What to do => Copy each line exactly. Leave nothing out.

═══

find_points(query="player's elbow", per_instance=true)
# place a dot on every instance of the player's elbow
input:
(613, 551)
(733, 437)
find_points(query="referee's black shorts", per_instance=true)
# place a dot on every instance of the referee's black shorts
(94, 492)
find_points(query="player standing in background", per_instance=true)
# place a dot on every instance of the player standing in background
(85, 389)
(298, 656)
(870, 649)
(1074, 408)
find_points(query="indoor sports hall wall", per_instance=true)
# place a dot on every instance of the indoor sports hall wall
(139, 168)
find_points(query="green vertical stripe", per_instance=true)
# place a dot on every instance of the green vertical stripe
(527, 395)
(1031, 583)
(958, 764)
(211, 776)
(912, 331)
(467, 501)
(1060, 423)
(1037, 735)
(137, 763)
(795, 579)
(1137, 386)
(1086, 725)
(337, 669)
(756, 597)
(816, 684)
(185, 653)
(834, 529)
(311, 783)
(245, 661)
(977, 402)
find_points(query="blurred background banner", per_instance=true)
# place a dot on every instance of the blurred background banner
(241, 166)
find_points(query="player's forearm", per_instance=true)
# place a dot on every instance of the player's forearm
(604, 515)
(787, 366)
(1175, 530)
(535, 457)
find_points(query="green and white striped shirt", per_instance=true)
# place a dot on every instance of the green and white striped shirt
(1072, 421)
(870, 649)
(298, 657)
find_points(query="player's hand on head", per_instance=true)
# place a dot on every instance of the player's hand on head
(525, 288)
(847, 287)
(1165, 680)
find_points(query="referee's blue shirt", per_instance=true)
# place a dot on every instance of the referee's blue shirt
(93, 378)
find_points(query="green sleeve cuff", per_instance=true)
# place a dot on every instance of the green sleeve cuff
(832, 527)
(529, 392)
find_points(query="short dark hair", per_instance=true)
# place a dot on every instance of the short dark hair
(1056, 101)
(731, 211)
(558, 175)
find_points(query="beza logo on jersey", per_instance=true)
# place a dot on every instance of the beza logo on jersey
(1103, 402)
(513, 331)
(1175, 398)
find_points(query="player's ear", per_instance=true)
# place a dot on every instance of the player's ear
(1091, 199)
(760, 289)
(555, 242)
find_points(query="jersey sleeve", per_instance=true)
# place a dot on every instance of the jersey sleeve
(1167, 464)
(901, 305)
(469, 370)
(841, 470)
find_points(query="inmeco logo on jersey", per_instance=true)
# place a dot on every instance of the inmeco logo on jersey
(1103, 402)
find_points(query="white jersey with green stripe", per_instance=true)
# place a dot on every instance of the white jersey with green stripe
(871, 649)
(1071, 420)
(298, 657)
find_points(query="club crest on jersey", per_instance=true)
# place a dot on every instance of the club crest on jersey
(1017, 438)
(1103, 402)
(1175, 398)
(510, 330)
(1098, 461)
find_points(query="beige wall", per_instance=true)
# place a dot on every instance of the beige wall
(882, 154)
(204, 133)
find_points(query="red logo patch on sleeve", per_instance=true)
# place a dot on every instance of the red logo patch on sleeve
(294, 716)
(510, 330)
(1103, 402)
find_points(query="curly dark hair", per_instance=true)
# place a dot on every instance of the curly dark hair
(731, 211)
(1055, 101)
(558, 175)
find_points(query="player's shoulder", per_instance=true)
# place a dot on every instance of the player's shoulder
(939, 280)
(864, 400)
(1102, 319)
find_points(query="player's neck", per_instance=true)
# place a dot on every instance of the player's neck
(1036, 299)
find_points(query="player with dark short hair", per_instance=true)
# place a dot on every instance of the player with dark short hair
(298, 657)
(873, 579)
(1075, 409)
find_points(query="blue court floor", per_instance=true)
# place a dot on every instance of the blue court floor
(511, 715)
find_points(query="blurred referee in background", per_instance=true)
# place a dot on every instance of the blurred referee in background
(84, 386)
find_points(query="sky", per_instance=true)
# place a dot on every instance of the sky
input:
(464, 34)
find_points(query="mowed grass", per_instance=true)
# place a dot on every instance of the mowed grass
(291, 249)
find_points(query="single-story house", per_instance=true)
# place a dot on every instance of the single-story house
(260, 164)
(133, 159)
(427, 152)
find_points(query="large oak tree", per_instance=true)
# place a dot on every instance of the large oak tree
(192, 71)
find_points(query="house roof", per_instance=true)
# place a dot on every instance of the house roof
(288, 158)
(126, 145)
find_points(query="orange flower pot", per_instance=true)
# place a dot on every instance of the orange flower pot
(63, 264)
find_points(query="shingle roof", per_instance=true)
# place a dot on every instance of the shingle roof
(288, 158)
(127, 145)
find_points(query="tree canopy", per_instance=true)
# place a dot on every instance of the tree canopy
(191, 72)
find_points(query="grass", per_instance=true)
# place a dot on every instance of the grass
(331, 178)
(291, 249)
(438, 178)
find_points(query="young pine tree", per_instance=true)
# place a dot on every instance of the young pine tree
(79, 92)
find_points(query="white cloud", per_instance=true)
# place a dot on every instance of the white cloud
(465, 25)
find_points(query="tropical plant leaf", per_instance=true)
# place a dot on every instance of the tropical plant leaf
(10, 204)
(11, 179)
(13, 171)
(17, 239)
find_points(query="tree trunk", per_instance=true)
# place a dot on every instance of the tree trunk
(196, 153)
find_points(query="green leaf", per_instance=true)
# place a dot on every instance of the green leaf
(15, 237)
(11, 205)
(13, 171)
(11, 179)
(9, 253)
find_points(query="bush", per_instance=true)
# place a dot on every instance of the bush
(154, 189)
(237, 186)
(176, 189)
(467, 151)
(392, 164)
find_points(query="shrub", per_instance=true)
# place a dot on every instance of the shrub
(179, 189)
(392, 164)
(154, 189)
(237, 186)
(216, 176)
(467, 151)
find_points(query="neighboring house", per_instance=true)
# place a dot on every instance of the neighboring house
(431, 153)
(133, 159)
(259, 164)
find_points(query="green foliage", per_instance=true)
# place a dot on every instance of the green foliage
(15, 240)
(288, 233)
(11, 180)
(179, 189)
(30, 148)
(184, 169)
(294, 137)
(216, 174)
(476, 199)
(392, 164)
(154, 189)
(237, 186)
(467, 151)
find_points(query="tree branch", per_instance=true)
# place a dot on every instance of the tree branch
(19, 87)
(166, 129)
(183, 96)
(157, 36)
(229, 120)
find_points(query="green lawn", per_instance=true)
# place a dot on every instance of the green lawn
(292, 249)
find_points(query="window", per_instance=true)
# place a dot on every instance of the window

═══

Response for this exercise =>
find_points(query="player's elbow", per_instance=true)
# place a dot on every instance of the player's elbow
input:
(613, 551)
(733, 437)
find_points(query="referee's black shorts", per_instance=true)
# place a dot on every instance of the referee's black shorts
(94, 492)
find_points(query="player standing in background", per_instance=true)
# place a dot on every instance of the player standing in background
(85, 389)
(298, 656)
(870, 649)
(1074, 408)
find_points(query="indoor sports hall wall", per_instance=true)
# place a dot on every instance of the indoor sports hall wall
(139, 168)
find_points(query="green vertical stripe", per_instance=true)
# place a dot on every instance of the green vertical stripe
(527, 395)
(1031, 583)
(958, 764)
(211, 776)
(912, 331)
(467, 501)
(1060, 423)
(1037, 735)
(137, 763)
(795, 579)
(1137, 386)
(1086, 725)
(337, 669)
(756, 597)
(816, 684)
(185, 653)
(834, 529)
(311, 783)
(245, 661)
(977, 402)
find_points(query="blurred background banner", per_instance=true)
# place a dot on every instance of the blurred background banner
(241, 166)
find_points(query="player's forearm", per_instance=true)
# place a dot on every instance of the player's forearm
(604, 515)
(787, 366)
(1175, 530)
(535, 457)
find_points(query="green and white striped shirt", per_instance=true)
# place a dot on every instance of the green and white striped shirt
(1072, 421)
(870, 649)
(298, 657)
find_points(query="player's hand on head", per_instance=true)
# place a dot on every instance of the player's hand on head
(525, 288)
(847, 287)
(1165, 680)
find_points(query="referee's blue shirt", per_instance=true)
# place a dot on every instance of the referee's blue shirt
(93, 378)
find_points(query="green sleeve cuff", per_instance=true)
# place a dot on every instance of the green sleeve cuff
(832, 527)
(529, 392)
find_points(query="short dark hair", per_instance=true)
# place a dot on every instance of the short dark hair
(1056, 101)
(731, 211)
(558, 175)
find_points(query="beza logo on jersey", per_instance=true)
# place a dot on every instance of the beza logo on jersey
(1103, 402)
(513, 331)
(1175, 398)
find_points(query="player's ear", per_instance=true)
# place a dot on every instance of the player's ear
(1091, 199)
(760, 289)
(555, 242)
find_points(query="jersey sleeve", per_instance=true)
# place a dot on every instance of the jersey sleeve
(1167, 464)
(901, 305)
(469, 370)
(841, 470)
find_points(query="inmeco logo on jersey", per_instance=true)
# place a dot on every instance of the inmeco logo on jersey
(1103, 402)
find_points(query="white jersey with green stripe", per_instance=true)
# place a dot on every instance of the white jersey with green stripe
(871, 649)
(1071, 420)
(298, 657)
find_points(query="club crest on jersey", per_instance=true)
# place a dot on every instance of the club crest on jersey
(1017, 438)
(1103, 402)
(1175, 398)
(510, 330)
(1098, 461)
find_points(query="beige wall", per_instance=true)
# place a dot on every instance of the beige wall
(882, 154)
(204, 133)
find_points(query="red logo patch on sleeve", per_instance=true)
# place a dot on every instance of the red logo patch on sleeve
(294, 716)
(510, 330)
(1103, 402)
find_points(query="curly dark hair", per_instance=true)
# place a dot on every instance of the curly dark hair
(731, 211)
(1055, 101)
(558, 175)
find_points(query="player's shoulder", per_instance=true)
# place a dot on every instance of the player's shoulder
(939, 280)
(864, 400)
(1102, 319)
find_points(query="player's neck", per_instance=true)
# place a dot on every instance of the player's neck
(1036, 299)
find_points(query="player with dark short hair", per_instance=true)
# place a dot on every instance of the player with dark short hair
(298, 657)
(873, 579)
(1075, 409)
find_points(query="blue court floor", per_instance=true)
# place a dot on every instance of the blue court floor
(511, 715)
find_points(query="blurred referee in background", per_instance=true)
# place a dot on every instance of the blurred referee in background
(84, 386)
find_points(query="sky", per_instance=true)
# place a dot on every instance of the sky
input:
(464, 34)
find_points(query="mowed grass", per_instance=true)
# place a dot on every instance of the mowed grass
(291, 249)
find_points(query="single-story house", per_instance=true)
# place a dot on every instance of the single-story house
(260, 164)
(133, 159)
(427, 152)
find_points(query="large oak tree", per_instance=true)
# place a dot on every instance of the large oak tree
(192, 71)
find_points(query="house roof", per_instance=true)
# place a dot on every instance of the house roof
(288, 158)
(126, 145)
find_points(query="orange flower pot", per_instance=true)
# place a dot on every instance of the orange flower pot
(63, 264)
find_points(query="shingle roof", per_instance=true)
# place a dot on every instance of the shingle roof
(288, 158)
(127, 145)
find_points(query="tree canopy", per_instance=true)
# place a dot on every instance of the tree canopy
(191, 72)
find_points(query="grass", per_instance=true)
# place a dot on every instance of the grass
(331, 178)
(291, 249)
(438, 178)
find_points(query="young pine tree", per_instance=true)
# place a dot on every instance of the young pine tree
(79, 92)
find_points(query="white cloud", per_instance=true)
# place a dot on every instance of the white cloud
(465, 25)
find_points(query="tropical plant leaf", per_instance=true)
# place a dot on every instance of the tropical plant leaf
(10, 204)
(11, 179)
(13, 171)
(17, 239)
find_points(query="tree trunk", per_instance=true)
# place a dot on every instance of the tree trunk
(196, 153)
find_points(query="green leaf", per_instance=true)
# place a dot on every instance of the green leaf
(15, 237)
(11, 205)
(13, 171)
(11, 179)
(9, 253)
find_points(query="bush", per_instance=true)
# place a dot on every instance of the bush
(154, 189)
(237, 186)
(176, 189)
(467, 151)
(392, 164)
find_points(query="shrub", per_instance=true)
# place a dot on every instance of the shrub
(179, 189)
(392, 164)
(154, 189)
(237, 186)
(216, 176)
(467, 151)
find_points(query="neighboring house", per_instance=true)
# place a dot on every instance of the neighboring house
(431, 153)
(133, 159)
(259, 164)
find_points(query="green foliage", per_instance=true)
# place a dot on every instance of the green foliage
(15, 240)
(288, 233)
(11, 180)
(179, 189)
(30, 148)
(184, 169)
(294, 137)
(216, 174)
(476, 199)
(392, 164)
(154, 189)
(237, 186)
(467, 151)
find_points(query="tree branch", per_instance=true)
# place a dot on every instance of the tree branch
(19, 87)
(166, 129)
(183, 96)
(157, 36)
(229, 120)
find_points(query="green lawn", per_instance=true)
# place a dot on every instance of the green lawn
(292, 249)
find_points(query="window", per_instance=true)
# place a dot on every instance of the window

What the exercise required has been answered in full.